TASK PROMPT >> Needed from the data below: all lines that contain the word "window".

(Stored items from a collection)
________________
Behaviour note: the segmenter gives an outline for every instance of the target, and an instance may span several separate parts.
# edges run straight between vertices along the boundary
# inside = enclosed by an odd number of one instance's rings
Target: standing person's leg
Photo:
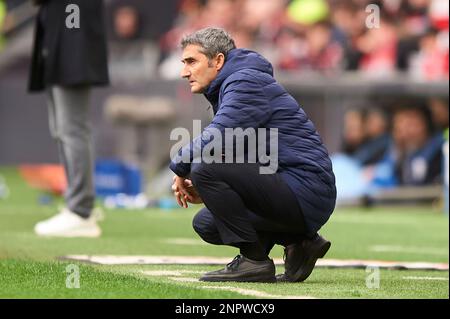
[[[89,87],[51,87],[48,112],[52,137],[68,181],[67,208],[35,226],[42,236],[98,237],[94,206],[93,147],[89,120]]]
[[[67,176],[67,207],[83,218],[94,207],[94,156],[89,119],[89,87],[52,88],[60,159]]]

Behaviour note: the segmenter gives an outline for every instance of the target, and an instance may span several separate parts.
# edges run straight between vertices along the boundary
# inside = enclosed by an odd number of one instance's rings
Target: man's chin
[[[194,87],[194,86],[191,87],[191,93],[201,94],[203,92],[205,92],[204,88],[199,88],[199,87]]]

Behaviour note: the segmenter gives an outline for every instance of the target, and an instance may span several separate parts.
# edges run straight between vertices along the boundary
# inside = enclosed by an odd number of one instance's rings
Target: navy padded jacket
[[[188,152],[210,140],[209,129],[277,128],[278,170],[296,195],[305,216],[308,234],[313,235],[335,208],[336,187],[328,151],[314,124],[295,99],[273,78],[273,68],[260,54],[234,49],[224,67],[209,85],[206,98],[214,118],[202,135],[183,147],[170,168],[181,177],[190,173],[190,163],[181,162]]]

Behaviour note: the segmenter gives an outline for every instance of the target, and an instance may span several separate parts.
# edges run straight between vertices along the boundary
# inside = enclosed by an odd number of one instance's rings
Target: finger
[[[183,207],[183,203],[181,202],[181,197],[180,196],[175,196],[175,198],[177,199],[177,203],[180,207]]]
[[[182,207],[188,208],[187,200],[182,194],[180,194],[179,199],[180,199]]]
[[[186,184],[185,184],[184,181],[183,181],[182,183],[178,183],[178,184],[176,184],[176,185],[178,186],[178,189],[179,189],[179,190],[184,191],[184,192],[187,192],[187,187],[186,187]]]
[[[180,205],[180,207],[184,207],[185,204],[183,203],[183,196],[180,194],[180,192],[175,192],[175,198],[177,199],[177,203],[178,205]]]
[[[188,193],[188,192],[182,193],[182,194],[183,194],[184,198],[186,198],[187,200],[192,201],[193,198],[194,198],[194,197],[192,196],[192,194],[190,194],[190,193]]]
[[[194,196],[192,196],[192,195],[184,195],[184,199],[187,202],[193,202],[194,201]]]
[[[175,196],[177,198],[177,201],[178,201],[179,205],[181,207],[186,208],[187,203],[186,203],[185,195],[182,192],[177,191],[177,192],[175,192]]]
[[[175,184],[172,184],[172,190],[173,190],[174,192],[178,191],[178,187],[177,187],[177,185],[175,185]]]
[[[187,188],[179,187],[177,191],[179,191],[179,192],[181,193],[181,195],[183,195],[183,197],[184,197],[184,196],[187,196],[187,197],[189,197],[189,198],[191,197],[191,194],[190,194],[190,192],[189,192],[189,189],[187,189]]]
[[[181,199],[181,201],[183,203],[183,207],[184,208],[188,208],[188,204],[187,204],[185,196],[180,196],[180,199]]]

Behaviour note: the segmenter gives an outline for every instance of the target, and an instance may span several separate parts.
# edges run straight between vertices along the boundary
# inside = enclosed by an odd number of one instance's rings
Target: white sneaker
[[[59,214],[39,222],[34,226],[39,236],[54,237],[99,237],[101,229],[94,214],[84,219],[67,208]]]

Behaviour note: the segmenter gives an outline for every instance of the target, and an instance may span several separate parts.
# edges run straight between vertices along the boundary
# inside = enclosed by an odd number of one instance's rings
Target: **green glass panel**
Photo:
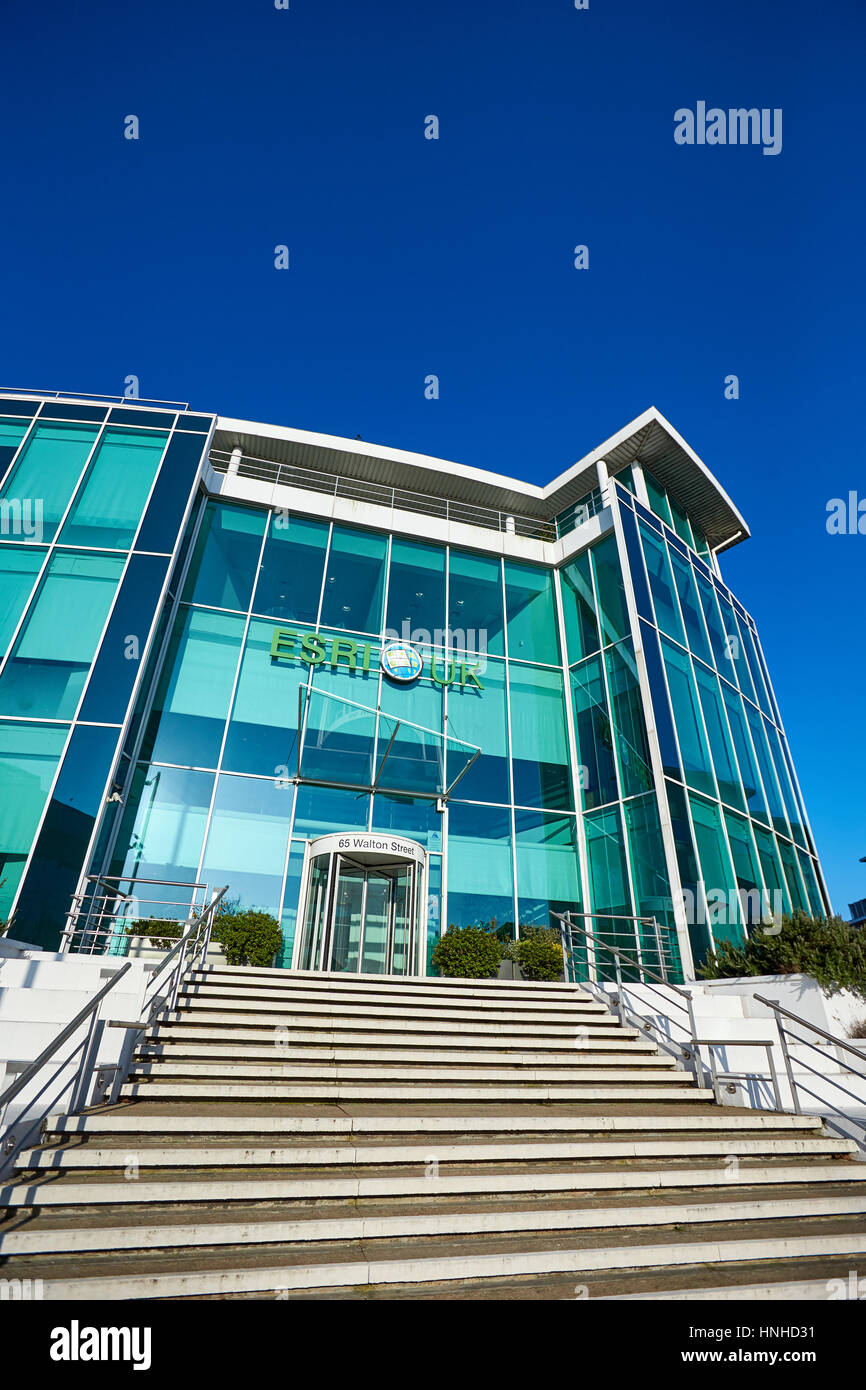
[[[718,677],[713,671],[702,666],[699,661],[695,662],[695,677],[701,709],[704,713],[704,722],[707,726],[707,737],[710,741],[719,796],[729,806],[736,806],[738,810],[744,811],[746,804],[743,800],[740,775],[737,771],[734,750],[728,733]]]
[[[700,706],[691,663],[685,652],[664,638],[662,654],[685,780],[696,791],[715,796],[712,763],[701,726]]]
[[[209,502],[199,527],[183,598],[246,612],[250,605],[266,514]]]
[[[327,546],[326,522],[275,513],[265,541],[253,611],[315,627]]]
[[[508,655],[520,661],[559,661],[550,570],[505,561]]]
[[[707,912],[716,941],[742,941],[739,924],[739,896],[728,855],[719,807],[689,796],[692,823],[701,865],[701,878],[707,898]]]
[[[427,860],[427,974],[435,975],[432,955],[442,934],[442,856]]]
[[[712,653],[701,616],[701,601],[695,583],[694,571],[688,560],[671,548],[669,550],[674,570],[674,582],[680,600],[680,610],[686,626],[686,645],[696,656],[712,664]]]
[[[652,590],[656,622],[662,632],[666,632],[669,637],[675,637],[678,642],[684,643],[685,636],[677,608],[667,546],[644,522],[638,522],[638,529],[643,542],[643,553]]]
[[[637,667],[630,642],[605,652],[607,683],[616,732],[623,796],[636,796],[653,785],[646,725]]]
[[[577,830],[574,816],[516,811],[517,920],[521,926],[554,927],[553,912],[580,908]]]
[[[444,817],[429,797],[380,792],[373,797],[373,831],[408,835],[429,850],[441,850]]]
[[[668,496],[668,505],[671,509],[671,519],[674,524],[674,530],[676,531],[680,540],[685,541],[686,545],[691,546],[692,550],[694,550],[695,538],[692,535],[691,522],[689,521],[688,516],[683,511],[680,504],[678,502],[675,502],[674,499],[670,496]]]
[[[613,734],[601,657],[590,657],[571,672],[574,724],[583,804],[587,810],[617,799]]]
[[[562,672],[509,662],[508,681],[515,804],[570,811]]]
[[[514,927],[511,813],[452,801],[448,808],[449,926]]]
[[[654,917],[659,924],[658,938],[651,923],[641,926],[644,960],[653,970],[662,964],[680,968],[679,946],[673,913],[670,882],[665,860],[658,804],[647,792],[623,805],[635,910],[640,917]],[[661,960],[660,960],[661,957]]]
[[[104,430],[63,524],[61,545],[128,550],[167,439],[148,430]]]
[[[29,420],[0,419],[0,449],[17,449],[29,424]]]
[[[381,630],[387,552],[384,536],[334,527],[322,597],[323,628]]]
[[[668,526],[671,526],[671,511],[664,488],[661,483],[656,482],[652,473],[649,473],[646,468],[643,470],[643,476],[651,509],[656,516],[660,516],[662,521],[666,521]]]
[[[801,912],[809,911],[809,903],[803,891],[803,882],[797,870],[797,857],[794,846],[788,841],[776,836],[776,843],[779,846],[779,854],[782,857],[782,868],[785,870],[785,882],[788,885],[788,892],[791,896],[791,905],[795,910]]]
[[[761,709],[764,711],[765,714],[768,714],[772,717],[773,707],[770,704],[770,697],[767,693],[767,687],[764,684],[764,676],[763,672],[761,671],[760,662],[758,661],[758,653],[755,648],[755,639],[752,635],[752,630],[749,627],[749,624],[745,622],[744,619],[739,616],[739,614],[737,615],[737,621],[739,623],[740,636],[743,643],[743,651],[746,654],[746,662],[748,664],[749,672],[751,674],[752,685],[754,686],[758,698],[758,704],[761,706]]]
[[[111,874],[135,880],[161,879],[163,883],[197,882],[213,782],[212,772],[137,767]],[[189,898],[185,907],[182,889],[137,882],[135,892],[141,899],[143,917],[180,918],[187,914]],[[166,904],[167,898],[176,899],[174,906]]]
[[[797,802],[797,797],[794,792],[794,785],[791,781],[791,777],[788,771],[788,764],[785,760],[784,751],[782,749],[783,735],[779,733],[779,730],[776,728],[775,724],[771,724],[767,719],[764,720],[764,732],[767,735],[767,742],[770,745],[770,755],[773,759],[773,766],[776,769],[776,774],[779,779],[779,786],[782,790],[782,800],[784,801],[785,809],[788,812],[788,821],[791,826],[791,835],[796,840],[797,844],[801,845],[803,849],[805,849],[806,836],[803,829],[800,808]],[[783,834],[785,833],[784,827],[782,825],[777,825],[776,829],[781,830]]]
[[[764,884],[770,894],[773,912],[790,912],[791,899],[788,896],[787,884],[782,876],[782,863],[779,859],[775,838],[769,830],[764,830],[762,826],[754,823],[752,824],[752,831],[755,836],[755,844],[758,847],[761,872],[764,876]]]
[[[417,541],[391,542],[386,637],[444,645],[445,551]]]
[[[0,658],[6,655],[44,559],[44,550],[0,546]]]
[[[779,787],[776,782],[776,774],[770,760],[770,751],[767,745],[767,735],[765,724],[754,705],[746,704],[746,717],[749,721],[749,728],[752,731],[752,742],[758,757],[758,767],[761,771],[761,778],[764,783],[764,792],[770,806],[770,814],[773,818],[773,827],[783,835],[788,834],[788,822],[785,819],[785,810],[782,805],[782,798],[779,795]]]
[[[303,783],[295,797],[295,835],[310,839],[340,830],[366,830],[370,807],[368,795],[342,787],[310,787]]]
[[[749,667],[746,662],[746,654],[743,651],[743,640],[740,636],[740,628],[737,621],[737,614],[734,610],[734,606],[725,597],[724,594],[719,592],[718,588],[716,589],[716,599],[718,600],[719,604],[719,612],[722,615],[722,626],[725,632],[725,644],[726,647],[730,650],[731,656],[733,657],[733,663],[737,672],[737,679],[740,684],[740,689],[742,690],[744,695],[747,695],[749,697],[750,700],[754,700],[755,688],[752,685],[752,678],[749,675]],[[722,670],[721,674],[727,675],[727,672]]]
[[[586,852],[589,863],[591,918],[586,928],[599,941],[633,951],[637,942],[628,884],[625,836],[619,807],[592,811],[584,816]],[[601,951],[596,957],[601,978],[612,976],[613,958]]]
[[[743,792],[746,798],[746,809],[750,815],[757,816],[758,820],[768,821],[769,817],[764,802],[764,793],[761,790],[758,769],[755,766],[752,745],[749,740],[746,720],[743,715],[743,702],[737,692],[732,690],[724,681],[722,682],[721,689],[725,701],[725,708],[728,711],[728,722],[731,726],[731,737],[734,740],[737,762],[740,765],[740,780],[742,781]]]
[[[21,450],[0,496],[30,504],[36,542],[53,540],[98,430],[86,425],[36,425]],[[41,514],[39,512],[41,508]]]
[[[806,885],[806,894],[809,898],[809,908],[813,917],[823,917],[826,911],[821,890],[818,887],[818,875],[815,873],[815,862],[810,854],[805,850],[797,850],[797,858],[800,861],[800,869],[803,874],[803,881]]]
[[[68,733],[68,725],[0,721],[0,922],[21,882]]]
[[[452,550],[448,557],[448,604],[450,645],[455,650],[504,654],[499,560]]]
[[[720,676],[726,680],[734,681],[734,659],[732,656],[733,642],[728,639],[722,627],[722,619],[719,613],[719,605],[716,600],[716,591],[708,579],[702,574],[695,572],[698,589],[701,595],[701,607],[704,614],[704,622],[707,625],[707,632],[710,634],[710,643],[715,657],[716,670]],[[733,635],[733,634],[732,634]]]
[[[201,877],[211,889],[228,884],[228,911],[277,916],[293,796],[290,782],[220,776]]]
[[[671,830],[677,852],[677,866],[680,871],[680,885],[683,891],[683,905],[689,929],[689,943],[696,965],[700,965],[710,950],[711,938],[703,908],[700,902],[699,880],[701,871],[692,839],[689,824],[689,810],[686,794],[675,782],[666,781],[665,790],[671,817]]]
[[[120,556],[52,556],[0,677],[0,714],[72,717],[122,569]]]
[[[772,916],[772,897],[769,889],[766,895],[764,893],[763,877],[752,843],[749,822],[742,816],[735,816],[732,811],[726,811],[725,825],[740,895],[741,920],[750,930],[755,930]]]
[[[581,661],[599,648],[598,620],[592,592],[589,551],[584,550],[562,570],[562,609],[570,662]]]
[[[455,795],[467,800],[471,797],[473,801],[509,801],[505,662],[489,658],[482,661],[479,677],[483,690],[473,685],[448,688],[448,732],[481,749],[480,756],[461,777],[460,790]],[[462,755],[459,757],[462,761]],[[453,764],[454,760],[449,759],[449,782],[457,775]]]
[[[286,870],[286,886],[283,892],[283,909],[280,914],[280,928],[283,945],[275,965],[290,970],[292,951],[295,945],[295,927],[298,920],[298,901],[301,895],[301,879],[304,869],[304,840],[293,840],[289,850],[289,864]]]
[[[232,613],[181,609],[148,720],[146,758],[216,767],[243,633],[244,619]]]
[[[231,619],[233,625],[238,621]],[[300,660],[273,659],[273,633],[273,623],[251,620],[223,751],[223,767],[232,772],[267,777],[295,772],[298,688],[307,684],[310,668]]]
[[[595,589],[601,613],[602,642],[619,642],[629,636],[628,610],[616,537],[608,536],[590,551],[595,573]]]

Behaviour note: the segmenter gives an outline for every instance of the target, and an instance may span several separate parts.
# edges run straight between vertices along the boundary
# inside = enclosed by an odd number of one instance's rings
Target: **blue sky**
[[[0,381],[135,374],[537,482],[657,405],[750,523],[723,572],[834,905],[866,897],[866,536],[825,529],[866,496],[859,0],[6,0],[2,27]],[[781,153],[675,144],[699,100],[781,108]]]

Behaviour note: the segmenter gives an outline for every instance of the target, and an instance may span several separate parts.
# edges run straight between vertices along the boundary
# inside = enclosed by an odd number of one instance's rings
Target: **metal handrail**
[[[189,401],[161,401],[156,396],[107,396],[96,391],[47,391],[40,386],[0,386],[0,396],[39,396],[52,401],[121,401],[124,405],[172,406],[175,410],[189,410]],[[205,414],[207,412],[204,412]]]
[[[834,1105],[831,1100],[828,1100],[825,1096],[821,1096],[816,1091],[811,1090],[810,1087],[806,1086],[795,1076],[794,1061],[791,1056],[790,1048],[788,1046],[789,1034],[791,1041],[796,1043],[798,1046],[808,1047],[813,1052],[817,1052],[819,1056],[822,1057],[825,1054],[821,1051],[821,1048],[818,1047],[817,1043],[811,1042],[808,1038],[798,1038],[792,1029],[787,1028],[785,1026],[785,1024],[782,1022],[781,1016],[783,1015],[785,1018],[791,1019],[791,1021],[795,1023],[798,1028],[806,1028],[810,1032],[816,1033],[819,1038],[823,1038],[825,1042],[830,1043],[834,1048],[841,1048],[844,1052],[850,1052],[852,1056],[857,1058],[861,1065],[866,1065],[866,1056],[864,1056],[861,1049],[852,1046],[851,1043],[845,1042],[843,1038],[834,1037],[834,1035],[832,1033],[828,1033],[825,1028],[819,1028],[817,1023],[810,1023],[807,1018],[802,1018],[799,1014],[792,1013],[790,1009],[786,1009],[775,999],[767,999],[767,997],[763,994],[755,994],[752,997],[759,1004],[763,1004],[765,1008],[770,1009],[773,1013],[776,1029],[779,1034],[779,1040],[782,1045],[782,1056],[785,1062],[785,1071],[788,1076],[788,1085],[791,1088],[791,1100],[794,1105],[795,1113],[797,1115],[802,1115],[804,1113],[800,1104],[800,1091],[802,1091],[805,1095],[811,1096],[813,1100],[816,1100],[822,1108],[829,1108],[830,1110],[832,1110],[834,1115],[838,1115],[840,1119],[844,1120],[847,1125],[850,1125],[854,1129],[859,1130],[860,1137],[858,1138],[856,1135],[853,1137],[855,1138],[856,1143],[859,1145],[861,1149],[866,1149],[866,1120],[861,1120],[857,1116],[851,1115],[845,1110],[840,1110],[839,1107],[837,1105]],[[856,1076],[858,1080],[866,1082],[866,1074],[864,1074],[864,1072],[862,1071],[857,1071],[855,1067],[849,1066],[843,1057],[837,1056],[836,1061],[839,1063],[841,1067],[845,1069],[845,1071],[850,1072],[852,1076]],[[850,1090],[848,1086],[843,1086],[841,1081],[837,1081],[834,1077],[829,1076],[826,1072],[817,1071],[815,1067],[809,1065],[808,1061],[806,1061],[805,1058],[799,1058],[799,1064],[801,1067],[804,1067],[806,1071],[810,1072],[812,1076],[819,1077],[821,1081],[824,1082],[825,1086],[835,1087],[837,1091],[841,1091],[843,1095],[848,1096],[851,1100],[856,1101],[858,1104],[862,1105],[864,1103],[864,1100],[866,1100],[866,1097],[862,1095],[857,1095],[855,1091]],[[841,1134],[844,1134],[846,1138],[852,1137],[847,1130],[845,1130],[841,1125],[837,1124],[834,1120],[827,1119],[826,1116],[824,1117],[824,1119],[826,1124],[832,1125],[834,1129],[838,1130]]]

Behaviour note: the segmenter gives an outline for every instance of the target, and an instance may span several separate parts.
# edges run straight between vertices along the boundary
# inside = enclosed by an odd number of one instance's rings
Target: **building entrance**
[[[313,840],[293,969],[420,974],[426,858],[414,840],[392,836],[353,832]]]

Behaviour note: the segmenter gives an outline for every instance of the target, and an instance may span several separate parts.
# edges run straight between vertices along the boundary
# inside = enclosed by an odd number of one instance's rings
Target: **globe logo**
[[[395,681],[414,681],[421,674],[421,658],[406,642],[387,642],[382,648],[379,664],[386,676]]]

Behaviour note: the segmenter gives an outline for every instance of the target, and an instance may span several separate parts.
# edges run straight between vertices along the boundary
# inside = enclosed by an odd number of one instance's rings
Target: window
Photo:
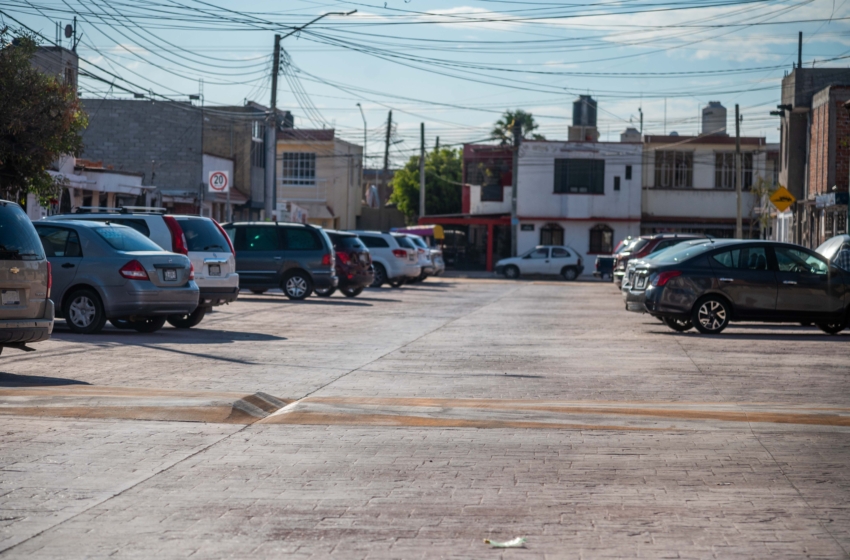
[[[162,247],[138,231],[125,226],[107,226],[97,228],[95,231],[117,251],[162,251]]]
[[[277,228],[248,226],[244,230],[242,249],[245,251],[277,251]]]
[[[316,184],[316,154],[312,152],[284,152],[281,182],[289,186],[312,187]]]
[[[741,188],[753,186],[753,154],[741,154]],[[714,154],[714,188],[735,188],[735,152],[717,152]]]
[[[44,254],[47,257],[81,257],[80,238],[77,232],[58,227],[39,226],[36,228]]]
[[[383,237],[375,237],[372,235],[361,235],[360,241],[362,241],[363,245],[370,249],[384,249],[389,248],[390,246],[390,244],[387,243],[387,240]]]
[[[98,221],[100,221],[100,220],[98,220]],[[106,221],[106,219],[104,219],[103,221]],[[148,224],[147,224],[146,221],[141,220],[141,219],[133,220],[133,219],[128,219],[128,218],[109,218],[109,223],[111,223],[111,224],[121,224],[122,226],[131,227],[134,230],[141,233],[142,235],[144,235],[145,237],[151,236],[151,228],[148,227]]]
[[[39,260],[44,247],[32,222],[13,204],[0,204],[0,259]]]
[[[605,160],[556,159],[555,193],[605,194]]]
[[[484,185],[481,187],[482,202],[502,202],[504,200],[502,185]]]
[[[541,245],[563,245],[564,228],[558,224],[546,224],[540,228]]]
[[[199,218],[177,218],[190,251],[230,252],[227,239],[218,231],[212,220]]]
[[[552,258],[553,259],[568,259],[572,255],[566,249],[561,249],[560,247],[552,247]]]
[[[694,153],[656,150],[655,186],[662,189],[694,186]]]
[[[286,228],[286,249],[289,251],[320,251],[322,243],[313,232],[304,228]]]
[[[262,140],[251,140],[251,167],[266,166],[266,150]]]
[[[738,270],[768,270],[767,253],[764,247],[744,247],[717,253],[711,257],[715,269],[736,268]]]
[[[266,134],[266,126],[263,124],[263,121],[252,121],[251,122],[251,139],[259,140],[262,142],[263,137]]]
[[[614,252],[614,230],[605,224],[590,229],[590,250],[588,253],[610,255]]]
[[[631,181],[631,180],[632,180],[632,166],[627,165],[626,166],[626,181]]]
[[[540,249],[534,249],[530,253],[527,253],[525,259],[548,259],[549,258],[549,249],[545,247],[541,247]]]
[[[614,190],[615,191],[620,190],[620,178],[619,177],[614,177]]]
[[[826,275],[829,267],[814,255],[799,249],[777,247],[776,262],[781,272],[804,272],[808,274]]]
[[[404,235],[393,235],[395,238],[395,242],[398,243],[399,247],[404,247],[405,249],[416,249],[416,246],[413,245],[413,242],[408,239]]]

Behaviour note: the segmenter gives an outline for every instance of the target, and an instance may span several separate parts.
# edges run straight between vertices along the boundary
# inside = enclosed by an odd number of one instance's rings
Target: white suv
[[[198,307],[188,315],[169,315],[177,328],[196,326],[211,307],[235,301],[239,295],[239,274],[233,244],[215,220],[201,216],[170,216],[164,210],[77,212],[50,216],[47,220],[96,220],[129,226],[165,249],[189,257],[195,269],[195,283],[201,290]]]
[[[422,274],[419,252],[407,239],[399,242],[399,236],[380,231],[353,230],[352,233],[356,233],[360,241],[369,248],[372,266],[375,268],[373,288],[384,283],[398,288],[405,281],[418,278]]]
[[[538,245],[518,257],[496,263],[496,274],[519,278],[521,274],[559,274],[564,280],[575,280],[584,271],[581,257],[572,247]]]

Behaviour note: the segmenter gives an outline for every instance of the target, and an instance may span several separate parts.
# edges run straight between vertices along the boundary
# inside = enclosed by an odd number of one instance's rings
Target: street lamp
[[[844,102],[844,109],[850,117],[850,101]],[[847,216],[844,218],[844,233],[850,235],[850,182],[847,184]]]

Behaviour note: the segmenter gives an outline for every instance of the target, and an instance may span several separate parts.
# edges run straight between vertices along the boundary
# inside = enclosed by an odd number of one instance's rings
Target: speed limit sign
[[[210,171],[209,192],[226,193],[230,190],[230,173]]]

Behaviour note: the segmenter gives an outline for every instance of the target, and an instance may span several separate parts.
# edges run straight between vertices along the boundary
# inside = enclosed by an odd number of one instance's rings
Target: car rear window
________________
EXERCISE OUTPUT >>
Target: window
Target: car rear window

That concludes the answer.